## [BEREITGESTELLTER AUSZUG]
__________

Entscheidungsstichwort (Thema)
sexueller Mißbrauch von Kindern
Tenor
Auf die Revision des Angeklagten wird das Urteil des Landgerichts Halle vom 5. August 1999 im Strafausspruch mit den Feststellungen aufgehoben; jedoch bleiben die zur Schuldfähigkeit getroffenen Feststellungen bestehen.
Im Umfang der Aufhebung wird die Sache zu neuer Verhandlung und Entscheidung, auch über die Kosten des Rechtsmittels, an eine andere als Jugendschutzkammer zuständige Jugendkammer des Landgerichts zurückverwiesen.
Die weiter gehende Revision wird verworfen.
Gründe
Das Landgericht hat den Angeklagten unter Freisprechung im übrigen wegen sexuellen Mißbrauchs von Kindern in 16 Fällen zu einer Gesamtfreiheitsstrafe von sechs Jahren verurteilt und seine Unterbringung in einem psychiatrischen Krankenhaus angeordnet. Hiergegen richtet sich die Revision des Angeklagten, mit der er das Verfahren beanstandet und die Verletzung sachlichen Rechts rügt. Das Rechtsmittel hat zum Strafausspruch Erfolg; im übrigen ist es unbegründet im Sinne des § 349 Abs. 2 StPO.
1. Die Überprüfung des Urteils aufgrund der Revisionsrechtfertigung hat zum Schuldspruch und zum Maßregelausspruch keinen Rechtsfehler zum Nachteil des Angeklagten ergeben. Insoweit nimmt der Senat Bezug auf die Ausführungen des Generalbundesanwalts in der Antragsschrift vom 2. Mai 2000.

__________

## [ÜBUNGSAUFGABEN]
1. Gib für jede der folgenden Aussagen an, ob sie mit der Revisionsentscheidung übereinstimmt, und belege dein Ja oder Nein mit den entscheidenden Worten der Revisionsentscheidung im genauen Wortlaut. (a) Das Landgericht verurteilte den Angeklagten zu einer Gesamtfreiheitsstrafe von sechs Jahren. (b) Die Feststellungen zur Schuldfähigkeit werden ebenfalls aufgehoben. (c) Die Revision hat auch zum Schuldspruch Erfolg.
2. Setze die Revisionsentscheidung nach ihrem letzten Satz fort.

__________

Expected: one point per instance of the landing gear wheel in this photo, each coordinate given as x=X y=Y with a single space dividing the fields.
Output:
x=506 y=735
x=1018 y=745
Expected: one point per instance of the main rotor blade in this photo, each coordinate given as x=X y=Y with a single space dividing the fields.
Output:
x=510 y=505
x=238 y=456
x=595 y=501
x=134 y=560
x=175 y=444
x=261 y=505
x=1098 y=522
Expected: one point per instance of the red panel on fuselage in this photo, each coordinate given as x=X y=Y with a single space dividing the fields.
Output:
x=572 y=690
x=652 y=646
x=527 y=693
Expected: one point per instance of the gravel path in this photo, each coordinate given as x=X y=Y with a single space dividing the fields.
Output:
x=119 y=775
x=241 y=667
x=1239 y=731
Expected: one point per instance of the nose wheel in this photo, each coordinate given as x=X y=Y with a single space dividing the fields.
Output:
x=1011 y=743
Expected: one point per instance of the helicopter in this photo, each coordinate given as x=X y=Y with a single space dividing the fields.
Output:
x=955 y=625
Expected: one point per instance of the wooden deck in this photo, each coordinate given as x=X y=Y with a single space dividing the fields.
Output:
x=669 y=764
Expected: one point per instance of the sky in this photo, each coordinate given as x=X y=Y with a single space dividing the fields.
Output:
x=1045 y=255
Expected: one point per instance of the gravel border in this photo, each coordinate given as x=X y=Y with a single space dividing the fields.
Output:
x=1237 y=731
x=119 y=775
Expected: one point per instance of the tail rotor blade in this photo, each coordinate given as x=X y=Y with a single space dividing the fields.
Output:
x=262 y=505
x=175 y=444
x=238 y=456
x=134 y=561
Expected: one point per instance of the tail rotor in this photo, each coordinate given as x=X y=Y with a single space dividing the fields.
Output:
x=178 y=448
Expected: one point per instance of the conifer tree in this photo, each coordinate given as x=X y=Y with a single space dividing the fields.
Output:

__________

## [LÖSUNGEN DER ÜBUNG]
1.
(a) Ja: „zu einer Gesamtfreiheitsstrafe von sechs Jahren verurteilt“
(b) Nein: „jedoch bleiben die zur Schuldfähigkeit getroffenen Feststellungen bestehen“
(c) Nein: „Das Rechtsmittel hat zum Strafausspruch Erfolg; im übrigen ist es unbegründet im Sinne des § 349 Abs. 2 StPO.“

2.
2. Dagegen hält der Strafausspruch der sachlichrechtlichen Überprüfung nicht stand.
a) Die Einzelstrafaussprüche in den Fällen II 1 bis 7, 10 und 16 können nicht bestehen bleiben. Das Landgericht hat in diesen Fällen jeweils einen minder schweren Fall des sexuellen Mißbrauchs eines Kindes nach § 176 Abs. 1 2. Alt. StGB bejaht, der Strafzumessung aber einen von sechs Monaten anstatt von einem Monat (§ 38 Abs. 2 2. Halbs. StGB) bis zu fünf Jahren Freiheitsstrafe reichenden Strafrahmen zugrundegelegt. Entgegen der Auffassung des Generalbundesanwalts kann der Senat schon deshalb nicht ausschließen, daß sich die fehlerhafte Bestimmung der Strafuntergrenze zum Nachteil des Angeklagten ausgewirkt hat, weil das Landgericht in diesen Fällen die Einzelstrafen ausdrücklich dem „unteren Bereich des Strafrahmens” (UA 33) entnommen hat.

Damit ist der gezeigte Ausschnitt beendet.